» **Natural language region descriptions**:
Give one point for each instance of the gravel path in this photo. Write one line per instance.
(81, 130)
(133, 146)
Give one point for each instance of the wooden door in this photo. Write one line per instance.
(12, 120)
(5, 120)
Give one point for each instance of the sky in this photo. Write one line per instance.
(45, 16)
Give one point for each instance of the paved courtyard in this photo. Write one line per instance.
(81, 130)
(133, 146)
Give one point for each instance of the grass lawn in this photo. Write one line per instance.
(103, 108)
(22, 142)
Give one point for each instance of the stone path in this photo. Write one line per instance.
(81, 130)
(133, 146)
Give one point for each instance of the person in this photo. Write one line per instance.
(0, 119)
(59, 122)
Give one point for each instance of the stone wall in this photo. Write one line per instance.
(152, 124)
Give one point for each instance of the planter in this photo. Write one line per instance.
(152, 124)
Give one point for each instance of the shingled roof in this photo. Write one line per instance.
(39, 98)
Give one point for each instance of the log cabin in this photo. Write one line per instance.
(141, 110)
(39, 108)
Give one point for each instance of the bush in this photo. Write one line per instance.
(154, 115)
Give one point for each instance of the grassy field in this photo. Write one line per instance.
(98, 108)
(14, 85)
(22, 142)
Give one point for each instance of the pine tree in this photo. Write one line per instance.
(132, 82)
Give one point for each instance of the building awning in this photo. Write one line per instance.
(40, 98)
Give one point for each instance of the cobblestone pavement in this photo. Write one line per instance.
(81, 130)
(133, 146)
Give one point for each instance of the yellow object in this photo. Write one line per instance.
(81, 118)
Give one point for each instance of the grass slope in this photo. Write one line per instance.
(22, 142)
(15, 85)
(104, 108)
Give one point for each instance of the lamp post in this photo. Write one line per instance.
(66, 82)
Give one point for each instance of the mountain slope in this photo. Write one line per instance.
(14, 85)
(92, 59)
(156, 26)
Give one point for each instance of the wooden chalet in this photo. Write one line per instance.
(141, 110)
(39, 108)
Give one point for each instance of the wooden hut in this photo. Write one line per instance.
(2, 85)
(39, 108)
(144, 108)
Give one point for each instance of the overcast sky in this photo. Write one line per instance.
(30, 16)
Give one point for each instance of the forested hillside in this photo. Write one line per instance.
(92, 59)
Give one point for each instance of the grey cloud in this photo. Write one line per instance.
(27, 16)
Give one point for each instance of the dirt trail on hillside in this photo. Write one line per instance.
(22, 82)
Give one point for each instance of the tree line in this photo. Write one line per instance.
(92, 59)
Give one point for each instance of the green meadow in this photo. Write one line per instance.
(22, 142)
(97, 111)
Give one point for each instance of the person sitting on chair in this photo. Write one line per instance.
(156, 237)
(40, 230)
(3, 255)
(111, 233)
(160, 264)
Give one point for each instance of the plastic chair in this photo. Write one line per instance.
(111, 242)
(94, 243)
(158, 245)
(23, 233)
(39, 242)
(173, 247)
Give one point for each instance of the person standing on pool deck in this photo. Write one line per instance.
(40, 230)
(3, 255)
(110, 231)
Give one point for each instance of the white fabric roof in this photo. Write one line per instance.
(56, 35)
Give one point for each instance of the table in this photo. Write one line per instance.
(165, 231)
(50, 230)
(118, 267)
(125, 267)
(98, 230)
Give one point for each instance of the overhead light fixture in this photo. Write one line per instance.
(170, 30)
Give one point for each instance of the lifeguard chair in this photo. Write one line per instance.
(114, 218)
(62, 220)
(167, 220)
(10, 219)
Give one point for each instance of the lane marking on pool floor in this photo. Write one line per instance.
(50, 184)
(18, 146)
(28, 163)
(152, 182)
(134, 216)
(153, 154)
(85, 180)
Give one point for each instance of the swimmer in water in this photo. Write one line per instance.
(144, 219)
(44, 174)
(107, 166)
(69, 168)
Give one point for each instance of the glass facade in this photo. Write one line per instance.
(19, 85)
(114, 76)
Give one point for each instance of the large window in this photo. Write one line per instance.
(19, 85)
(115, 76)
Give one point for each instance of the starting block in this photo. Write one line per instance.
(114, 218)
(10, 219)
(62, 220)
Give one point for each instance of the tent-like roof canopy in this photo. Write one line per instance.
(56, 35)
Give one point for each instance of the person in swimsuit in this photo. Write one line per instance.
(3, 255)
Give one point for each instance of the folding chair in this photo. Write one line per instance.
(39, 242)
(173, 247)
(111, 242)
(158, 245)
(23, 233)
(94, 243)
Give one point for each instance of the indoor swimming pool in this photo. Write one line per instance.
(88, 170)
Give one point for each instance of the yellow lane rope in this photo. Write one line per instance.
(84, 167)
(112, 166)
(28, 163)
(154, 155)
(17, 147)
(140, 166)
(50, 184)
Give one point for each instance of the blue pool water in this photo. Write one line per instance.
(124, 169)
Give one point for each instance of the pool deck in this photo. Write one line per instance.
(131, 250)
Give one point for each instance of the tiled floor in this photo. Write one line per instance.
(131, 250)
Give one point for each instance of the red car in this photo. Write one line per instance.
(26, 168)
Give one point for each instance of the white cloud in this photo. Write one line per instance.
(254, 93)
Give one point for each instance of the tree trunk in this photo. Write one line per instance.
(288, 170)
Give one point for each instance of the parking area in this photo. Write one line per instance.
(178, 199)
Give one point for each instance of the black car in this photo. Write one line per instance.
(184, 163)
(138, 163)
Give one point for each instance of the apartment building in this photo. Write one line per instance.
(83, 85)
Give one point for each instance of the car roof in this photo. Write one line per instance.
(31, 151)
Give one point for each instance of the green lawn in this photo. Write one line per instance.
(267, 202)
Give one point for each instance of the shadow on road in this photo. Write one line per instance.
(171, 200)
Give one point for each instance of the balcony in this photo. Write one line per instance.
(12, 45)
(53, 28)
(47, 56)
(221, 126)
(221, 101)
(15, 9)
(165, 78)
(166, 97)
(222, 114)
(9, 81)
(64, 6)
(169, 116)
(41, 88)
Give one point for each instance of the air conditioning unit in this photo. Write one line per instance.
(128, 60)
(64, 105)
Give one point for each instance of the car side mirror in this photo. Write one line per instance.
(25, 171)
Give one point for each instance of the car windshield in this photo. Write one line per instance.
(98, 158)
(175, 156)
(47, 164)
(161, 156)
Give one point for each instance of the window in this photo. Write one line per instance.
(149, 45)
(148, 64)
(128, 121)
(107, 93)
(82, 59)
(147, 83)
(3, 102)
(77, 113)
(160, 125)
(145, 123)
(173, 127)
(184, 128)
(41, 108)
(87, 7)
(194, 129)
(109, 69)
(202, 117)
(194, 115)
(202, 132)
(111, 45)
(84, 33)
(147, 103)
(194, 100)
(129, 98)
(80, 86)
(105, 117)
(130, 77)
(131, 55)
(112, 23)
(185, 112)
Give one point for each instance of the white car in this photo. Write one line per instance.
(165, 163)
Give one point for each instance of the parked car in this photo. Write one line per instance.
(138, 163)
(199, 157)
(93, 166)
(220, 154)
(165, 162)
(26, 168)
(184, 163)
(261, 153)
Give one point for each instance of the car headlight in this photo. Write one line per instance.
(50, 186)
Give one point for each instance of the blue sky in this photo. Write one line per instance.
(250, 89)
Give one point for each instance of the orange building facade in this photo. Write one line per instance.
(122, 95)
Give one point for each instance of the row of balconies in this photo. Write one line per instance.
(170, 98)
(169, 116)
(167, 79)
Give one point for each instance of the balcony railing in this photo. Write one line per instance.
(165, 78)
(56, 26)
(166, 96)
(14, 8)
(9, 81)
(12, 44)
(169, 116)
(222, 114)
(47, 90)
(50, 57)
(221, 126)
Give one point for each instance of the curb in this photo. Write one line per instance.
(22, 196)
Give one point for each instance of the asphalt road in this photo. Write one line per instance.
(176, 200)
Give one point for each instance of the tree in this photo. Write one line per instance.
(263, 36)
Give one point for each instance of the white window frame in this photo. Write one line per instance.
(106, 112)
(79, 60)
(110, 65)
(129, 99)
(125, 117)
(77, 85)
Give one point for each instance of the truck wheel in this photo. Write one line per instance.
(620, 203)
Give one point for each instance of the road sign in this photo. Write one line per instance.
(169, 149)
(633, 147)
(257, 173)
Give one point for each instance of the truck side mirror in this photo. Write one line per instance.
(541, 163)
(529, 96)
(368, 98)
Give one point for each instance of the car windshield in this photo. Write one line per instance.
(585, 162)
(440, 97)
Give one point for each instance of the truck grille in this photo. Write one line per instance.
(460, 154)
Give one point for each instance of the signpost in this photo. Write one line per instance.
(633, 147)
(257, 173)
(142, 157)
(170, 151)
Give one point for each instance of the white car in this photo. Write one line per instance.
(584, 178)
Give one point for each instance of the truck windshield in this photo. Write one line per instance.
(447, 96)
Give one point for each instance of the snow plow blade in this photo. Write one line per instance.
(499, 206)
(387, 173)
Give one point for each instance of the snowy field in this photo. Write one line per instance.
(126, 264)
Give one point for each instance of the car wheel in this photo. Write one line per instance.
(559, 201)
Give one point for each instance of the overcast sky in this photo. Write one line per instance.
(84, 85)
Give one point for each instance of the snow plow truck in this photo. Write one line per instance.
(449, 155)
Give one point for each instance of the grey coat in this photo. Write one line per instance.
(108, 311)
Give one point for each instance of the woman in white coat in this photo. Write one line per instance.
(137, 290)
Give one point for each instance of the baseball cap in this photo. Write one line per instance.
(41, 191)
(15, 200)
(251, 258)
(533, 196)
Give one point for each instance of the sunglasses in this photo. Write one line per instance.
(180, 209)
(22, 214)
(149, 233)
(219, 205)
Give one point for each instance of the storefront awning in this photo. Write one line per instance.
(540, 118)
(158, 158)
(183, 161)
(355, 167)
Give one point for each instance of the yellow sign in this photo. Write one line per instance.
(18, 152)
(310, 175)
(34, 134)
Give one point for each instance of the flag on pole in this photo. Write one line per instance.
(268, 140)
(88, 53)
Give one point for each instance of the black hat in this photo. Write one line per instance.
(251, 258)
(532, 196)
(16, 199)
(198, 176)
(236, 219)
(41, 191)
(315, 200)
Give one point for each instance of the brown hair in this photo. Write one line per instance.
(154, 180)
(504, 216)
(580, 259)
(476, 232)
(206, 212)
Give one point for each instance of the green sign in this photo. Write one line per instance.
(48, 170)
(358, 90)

» **Exercise directions**:
Starting at the line with "Give one point for each instance of the green sign", copy each line through the end of the data, both ends included, and give nothing else.

» **Reply to the exercise**:
Give one point for each instance of the green sign in this photo. Write one line per instance.
(48, 170)
(358, 90)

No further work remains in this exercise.